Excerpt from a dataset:
· · · ·

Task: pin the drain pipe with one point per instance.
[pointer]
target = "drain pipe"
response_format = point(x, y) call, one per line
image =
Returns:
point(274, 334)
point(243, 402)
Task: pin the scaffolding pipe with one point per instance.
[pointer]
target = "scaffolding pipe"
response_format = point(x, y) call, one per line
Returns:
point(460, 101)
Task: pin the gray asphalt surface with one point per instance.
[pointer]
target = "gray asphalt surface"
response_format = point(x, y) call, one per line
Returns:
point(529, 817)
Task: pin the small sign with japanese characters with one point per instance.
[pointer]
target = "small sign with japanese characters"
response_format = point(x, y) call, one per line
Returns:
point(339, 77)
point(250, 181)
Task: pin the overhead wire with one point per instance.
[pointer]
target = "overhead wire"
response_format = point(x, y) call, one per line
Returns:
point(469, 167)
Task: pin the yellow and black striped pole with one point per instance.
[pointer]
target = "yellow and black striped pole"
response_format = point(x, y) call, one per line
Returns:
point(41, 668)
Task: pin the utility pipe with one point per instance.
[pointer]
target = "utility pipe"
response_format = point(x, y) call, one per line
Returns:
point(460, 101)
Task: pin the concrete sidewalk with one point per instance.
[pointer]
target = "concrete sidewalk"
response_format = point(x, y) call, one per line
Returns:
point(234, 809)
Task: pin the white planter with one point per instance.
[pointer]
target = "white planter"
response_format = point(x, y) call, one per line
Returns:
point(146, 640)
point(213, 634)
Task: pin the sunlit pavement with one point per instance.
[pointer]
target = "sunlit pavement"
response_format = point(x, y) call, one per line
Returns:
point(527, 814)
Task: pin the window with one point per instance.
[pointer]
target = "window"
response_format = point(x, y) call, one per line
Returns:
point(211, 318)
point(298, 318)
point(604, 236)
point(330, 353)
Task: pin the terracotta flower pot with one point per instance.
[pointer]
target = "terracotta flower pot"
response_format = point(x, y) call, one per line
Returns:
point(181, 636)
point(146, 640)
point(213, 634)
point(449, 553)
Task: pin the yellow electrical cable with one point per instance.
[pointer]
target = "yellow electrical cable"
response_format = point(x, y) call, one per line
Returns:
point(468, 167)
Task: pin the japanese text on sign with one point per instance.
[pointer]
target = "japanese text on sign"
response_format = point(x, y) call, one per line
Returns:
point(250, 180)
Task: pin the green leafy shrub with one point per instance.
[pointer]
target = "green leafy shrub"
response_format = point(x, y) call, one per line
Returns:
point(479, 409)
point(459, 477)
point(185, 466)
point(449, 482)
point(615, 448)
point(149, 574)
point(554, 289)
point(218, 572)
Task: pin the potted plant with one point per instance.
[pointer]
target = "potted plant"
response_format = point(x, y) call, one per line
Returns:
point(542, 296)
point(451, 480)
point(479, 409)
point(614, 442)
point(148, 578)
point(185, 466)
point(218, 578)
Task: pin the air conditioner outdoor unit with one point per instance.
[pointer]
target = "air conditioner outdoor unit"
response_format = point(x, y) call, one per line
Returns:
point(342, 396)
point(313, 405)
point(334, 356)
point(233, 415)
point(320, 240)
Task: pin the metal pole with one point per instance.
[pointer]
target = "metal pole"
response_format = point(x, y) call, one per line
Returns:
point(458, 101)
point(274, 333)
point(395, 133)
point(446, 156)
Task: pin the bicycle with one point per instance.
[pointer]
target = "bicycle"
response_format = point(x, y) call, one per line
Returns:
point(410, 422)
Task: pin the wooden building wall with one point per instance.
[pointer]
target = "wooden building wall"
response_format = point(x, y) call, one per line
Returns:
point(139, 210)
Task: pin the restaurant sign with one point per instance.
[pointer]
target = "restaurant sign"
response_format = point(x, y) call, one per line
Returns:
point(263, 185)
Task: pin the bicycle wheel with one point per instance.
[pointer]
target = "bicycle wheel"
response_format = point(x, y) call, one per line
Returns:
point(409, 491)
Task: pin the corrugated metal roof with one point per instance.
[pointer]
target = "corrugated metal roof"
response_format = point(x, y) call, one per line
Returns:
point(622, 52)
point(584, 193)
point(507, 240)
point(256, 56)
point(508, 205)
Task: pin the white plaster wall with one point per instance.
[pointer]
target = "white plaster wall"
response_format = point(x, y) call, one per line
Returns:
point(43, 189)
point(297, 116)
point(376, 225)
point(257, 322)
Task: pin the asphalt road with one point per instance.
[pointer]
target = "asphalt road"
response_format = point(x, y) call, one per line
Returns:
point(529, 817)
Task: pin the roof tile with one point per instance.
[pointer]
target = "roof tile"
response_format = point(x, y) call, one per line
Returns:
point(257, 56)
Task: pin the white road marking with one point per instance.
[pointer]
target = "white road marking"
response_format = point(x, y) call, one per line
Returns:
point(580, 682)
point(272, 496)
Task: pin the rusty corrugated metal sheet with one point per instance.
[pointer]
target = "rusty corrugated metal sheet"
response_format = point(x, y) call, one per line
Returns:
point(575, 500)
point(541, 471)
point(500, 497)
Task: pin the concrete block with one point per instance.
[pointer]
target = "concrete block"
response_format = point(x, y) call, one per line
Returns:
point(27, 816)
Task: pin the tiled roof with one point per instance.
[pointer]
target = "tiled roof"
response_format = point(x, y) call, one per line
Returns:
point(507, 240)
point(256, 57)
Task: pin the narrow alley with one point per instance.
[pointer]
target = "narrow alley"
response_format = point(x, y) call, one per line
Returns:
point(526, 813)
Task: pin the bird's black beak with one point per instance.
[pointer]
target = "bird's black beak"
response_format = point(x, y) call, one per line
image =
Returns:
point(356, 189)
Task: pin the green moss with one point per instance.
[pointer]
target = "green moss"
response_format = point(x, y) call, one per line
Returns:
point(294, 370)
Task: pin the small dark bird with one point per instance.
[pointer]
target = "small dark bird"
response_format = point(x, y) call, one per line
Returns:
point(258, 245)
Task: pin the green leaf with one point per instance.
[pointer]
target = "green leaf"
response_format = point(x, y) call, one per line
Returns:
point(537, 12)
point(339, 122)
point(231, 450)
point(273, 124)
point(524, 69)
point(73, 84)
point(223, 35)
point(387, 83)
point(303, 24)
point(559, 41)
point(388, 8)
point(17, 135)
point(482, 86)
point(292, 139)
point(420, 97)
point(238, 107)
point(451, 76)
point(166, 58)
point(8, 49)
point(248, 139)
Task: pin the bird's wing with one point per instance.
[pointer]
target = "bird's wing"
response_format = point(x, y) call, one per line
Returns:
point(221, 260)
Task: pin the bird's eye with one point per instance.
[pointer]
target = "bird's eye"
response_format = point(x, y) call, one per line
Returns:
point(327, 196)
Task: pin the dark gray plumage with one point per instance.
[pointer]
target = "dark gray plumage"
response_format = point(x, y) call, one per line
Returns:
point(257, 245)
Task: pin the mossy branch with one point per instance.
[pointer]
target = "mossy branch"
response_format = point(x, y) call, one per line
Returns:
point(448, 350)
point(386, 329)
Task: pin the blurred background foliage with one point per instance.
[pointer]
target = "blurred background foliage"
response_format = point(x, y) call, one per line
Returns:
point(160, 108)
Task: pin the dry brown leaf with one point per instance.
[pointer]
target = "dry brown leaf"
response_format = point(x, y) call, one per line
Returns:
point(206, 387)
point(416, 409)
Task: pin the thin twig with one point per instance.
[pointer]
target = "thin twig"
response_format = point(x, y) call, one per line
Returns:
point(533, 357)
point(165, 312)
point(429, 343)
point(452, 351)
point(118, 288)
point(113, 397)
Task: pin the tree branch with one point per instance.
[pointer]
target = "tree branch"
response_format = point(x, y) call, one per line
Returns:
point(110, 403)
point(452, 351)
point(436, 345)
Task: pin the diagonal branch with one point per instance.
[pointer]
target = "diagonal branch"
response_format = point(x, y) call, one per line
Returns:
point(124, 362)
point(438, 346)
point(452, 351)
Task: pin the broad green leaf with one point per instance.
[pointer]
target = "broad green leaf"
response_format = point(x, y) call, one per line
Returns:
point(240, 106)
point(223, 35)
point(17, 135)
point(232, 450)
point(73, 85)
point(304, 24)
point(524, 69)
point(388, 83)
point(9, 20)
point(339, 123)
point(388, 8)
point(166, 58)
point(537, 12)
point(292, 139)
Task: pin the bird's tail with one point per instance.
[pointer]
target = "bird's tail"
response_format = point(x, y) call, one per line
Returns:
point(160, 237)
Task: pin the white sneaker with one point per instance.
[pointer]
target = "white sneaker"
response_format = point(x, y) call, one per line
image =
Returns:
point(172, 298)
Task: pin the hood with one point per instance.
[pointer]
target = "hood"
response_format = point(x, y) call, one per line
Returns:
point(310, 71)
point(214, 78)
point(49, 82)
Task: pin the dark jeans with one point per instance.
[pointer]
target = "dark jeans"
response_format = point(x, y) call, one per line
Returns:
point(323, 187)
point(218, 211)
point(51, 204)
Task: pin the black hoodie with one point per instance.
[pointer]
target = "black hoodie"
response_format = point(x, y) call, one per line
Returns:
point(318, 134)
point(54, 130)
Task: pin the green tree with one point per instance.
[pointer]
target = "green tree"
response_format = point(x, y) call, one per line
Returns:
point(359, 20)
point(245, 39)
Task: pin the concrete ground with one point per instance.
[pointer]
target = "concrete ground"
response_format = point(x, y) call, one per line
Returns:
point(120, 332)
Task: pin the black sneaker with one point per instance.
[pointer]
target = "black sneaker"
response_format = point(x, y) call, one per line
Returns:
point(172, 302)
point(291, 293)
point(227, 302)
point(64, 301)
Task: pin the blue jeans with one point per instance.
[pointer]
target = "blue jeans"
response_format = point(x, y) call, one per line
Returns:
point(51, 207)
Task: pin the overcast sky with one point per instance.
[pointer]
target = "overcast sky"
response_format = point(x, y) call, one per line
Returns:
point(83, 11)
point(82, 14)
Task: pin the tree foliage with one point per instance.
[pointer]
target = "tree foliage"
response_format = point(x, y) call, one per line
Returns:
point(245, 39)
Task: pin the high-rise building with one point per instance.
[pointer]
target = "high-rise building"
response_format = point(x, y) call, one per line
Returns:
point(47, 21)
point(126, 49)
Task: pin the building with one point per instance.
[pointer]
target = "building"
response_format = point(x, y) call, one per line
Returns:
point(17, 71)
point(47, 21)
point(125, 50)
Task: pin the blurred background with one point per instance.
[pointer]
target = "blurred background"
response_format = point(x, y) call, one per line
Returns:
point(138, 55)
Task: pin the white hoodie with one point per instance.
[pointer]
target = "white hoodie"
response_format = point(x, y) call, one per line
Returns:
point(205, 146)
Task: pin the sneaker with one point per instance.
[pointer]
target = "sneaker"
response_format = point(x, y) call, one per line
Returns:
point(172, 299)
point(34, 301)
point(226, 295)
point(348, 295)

· · · ·

◆ Given problem: Recast the data from the line with "Task: pin the narrow" to the line with "point(386, 329)" as a two-column CSV with the headers instruction and output. Each "Task:" entry gets one row, with its text and its returned points in separate quoted fields and line breaks replaced by spaces.

◆ Solved exercise:
instruction,output
"Task: pin the narrow alley with one point per instance. [pointer] target = ""narrow alley"" response_format = point(x, y) call, one per line Returns:","point(526, 813)"
"Task: pin the bird's black beak with one point per instance. [pointer] target = ""bird's black beak"" response_format = point(x, y) call, one per line image = Returns:","point(356, 189)"
"Task: pin the green moss with one point per instance. [pointer] target = ""green moss"" response_format = point(x, y) call, one per line Returns:","point(294, 370)"
"Task: pin the small dark bird with one point per instance. [pointer] target = ""small dark bird"" response_format = point(x, y) call, one per line Returns:","point(258, 245)"
"Task: pin the green leaf with one point per instance. [pointer] target = ""green leaf"" response_format = point(x, y) call, one per line Returns:","point(537, 12) point(339, 122) point(231, 450) point(273, 124) point(524, 69) point(73, 84) point(223, 35) point(387, 83) point(303, 24) point(559, 41) point(388, 8) point(17, 135) point(482, 86) point(292, 139) point(420, 97) point(238, 107) point(451, 76) point(166, 58) point(8, 49) point(248, 139)"
"Task: pin the bird's wing with one point per instance. [pointer] target = ""bird's wing"" response_format = point(x, y) call, one per line Returns:","point(221, 260)"
"Task: pin the bird's eye with one point per instance. [pointer] target = ""bird's eye"" response_format = point(x, y) call, one per line Returns:","point(327, 196)"
"Task: pin the dark gray plumage with one point per instance. [pointer] target = ""dark gray plumage"" response_format = point(x, y) call, one per line Returns:","point(257, 245)"
"Task: pin the mossy branch with one point per instance. [pointer] target = ""mossy branch"" response_format = point(x, y) call, one per line Returns:","point(448, 350) point(386, 329)"